§ Directions
Add 48 to every bounding box coordinate in the results, and rewrite everything below from the line containing "## Example: Locating the concrete pavement" down to the line containing "0,235,1200,815" and nothing else. Leave the sample coordinates in the format lines unchanged.

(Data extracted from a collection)
╔══

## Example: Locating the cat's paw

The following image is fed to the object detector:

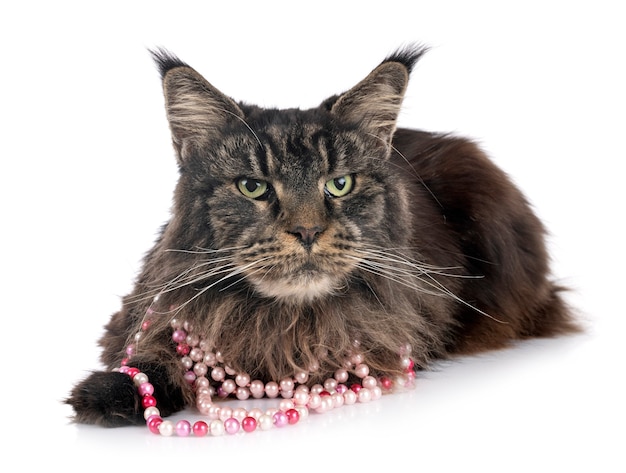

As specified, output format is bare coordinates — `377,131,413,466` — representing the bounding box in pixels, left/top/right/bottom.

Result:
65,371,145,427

╚══
╔══

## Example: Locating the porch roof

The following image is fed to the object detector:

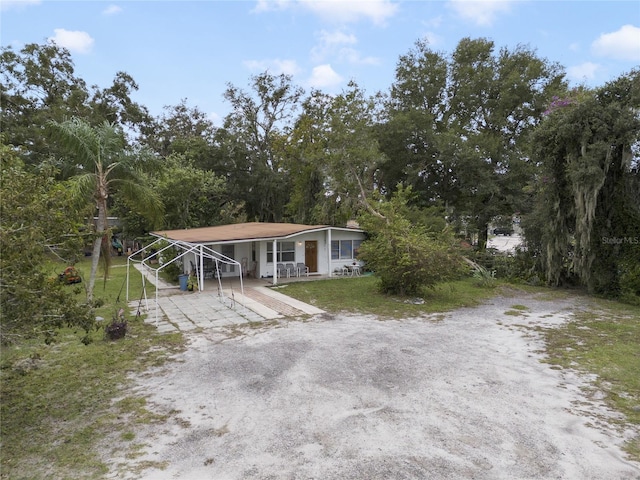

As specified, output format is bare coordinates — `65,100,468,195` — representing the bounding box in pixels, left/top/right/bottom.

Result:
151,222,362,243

╚══
╔══

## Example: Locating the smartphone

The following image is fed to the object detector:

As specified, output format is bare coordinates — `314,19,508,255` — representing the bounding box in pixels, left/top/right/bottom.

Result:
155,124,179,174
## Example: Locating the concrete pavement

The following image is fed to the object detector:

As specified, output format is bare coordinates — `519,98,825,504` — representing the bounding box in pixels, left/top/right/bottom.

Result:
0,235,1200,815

╚══

§ Solution to the exercise
## Example: Locating the concrete pavement

The following image is fed to the object detector:

As specified, output format is bare coordinates — `519,98,825,504` — representing the bounding box in pixels, left/top/right/bottom.

Result:
48,283,1248,863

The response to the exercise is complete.